• Exercise: Retype the line with "Target: bare branch" in it, then each line after it to the end of the data, word for word.

(Source records)
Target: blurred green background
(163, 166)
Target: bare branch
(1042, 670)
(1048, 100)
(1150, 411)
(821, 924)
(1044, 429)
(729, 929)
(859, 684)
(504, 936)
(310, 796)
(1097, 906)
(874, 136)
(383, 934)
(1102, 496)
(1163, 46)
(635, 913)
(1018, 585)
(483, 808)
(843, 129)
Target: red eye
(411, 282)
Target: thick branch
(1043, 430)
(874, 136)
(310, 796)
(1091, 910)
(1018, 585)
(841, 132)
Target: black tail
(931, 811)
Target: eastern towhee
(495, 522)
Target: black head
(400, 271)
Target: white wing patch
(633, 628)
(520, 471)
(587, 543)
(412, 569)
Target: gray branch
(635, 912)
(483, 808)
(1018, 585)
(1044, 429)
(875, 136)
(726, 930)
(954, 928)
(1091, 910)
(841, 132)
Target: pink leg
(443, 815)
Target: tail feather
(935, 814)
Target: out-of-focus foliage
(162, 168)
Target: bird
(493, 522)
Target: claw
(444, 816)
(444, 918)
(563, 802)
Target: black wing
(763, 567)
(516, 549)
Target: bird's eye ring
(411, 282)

• Response below:
Target: bare branch
(1042, 670)
(1048, 100)
(1150, 411)
(821, 924)
(1044, 429)
(729, 929)
(859, 684)
(504, 936)
(310, 796)
(1097, 906)
(874, 136)
(383, 934)
(1102, 496)
(1163, 46)
(635, 913)
(1018, 585)
(483, 808)
(843, 129)
Target: red eye
(411, 282)
Target: thick branch
(1043, 430)
(874, 136)
(310, 796)
(1091, 910)
(1018, 585)
(841, 132)
Target: black tail
(931, 811)
Target: eastern towhee
(495, 522)
Target: black head
(400, 271)
Target: white wing patch
(633, 628)
(520, 471)
(587, 543)
(412, 569)
Target: gray branch
(635, 912)
(483, 808)
(1018, 585)
(1044, 429)
(875, 136)
(726, 930)
(954, 928)
(1091, 910)
(841, 132)
Target: pink leg
(443, 815)
Target: tail feather
(935, 814)
Target: out-of-focus foliage
(162, 168)
Target: bird
(493, 522)
Target: claw
(444, 816)
(444, 918)
(563, 802)
Target: black wing
(763, 567)
(516, 549)
Target: bird's eye ring
(411, 282)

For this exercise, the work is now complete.